PROMPT:
Set out the rows from the line containing "Where can you see the person in" through the line containing "point(326, 138)", both included, as a numbered list with blank lines left out.

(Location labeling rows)
= = = = = = =
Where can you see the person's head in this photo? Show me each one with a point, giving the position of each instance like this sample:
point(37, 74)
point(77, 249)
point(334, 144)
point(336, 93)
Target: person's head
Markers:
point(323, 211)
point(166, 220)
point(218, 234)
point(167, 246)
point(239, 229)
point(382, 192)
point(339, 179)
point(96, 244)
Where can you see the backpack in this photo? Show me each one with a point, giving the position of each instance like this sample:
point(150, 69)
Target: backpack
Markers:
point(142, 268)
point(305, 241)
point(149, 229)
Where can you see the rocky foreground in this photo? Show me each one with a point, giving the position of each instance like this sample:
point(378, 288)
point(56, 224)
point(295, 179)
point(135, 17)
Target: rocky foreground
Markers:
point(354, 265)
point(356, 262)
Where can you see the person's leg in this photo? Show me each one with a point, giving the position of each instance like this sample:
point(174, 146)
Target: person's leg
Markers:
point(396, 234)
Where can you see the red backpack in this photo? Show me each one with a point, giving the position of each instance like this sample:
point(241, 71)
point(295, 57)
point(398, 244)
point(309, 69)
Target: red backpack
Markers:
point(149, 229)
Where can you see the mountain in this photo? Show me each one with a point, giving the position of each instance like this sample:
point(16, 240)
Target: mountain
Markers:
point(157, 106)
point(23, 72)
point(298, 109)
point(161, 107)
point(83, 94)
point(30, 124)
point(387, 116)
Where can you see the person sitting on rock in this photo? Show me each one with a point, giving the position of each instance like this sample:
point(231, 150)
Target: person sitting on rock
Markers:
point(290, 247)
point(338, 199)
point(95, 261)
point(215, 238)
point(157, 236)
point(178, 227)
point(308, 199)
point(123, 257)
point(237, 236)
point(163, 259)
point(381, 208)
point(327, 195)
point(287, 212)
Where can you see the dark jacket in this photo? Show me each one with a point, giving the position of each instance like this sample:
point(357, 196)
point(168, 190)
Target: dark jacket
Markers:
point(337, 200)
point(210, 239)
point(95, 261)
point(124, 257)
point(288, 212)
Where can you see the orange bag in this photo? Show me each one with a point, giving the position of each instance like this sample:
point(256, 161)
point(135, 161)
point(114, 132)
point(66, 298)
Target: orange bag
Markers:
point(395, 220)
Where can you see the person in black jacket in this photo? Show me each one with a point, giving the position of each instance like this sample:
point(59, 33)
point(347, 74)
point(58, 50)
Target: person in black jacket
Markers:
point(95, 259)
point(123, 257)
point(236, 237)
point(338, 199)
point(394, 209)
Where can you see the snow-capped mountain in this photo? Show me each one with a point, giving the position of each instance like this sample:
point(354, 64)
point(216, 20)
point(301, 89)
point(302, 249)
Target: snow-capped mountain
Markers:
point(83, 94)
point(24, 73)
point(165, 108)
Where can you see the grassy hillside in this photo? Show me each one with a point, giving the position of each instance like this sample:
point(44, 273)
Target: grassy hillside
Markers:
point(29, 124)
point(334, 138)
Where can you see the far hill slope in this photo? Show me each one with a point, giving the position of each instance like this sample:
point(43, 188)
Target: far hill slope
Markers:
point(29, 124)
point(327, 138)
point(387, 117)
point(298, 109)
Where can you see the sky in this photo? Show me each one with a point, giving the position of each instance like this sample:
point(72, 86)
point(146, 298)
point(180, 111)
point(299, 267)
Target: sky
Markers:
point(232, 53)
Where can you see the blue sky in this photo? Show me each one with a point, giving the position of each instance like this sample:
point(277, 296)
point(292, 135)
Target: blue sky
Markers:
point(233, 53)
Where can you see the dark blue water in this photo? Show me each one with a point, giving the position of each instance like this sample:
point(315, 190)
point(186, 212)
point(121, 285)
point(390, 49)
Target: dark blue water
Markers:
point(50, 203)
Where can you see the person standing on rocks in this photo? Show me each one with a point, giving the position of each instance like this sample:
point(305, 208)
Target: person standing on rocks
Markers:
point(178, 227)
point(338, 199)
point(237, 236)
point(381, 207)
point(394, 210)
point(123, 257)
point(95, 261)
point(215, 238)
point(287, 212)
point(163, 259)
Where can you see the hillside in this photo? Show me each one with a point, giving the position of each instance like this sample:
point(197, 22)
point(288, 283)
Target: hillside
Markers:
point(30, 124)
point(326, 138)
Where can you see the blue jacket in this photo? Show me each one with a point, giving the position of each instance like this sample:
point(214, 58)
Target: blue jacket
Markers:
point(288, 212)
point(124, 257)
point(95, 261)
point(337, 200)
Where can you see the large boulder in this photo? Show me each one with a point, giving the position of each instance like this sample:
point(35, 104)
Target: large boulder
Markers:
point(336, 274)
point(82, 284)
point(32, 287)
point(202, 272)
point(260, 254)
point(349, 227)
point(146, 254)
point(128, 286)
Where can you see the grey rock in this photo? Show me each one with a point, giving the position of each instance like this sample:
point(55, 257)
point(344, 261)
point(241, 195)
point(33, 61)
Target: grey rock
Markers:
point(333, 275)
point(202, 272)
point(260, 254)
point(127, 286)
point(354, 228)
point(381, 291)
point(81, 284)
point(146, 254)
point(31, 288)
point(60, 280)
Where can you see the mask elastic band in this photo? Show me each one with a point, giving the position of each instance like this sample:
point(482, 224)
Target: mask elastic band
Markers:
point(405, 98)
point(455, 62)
= = = = = = =
THE OUTPUT:
1. Where can you see the person in black jacket in this photo? Show me each one with a point, giving the position of each instance like this sample:
2. point(59, 33)
3. point(347, 74)
4. point(58, 50)
5. Target: person in black jacket
6. Markers:
7. point(95, 259)
8. point(123, 257)
9. point(236, 237)
10. point(338, 199)
11. point(394, 209)
12. Where can you see the snow-capped mountain in this photo? Show me each one with a point, giving the position of each instance like this sample:
13. point(354, 64)
14. point(216, 20)
15. point(301, 89)
16. point(302, 249)
17. Target: snow-capped mountain
18. Markers:
19. point(83, 94)
20. point(24, 73)
21. point(165, 108)
22. Where can you see the grassy hillside in this photo? Show me each one with a point, giving the position of each instance like this sample:
23. point(44, 273)
24. Target: grassy hillside
25. Markers:
26. point(29, 124)
27. point(334, 138)
28. Where can you see the far hill slope in this photo? Show me each one with a point, giving the position of each instance like this sample:
29. point(43, 188)
30. Target: far hill slope
31. Markers:
32. point(29, 124)
33. point(327, 138)
34. point(387, 117)
35. point(298, 109)
36. Where can you see the sky in this photo? Show me each one with a point, giving the position of each instance like this sample:
37. point(72, 86)
38. point(146, 298)
39. point(180, 111)
40. point(299, 267)
41. Target: sky
42. Markers:
43. point(232, 53)
44. Where can you see the blue sky in this photo? Show me each one with a point, giving the position of each instance like this sample:
45. point(277, 296)
46. point(292, 135)
47. Target: blue sky
48. Markers:
49. point(233, 53)
50. Where can you see the dark blue water in this photo? Show me each one with a point, giving the position of each instance like this sample:
51. point(315, 190)
52. point(186, 212)
53. point(121, 285)
54. point(390, 49)
55. Target: dark blue water
56. Markers:
57. point(50, 203)
58. Where can you see the person standing on rocks in this photo? Show me each one with a point, giving the position of each instance like this sample:
59. point(305, 208)
60. Target: person standing on rocks
61. Markers:
62. point(178, 227)
63. point(338, 199)
64. point(237, 236)
65. point(381, 207)
66. point(394, 210)
67. point(123, 257)
68. point(95, 261)
69. point(215, 238)
70. point(287, 212)
71. point(163, 259)
72. Where can you see the hillside in this photo? Show me each one with a point, giving the position of each instance like this sample:
73. point(197, 22)
74. point(288, 283)
75. Target: hillside
76. Markers:
77. point(30, 124)
78. point(326, 138)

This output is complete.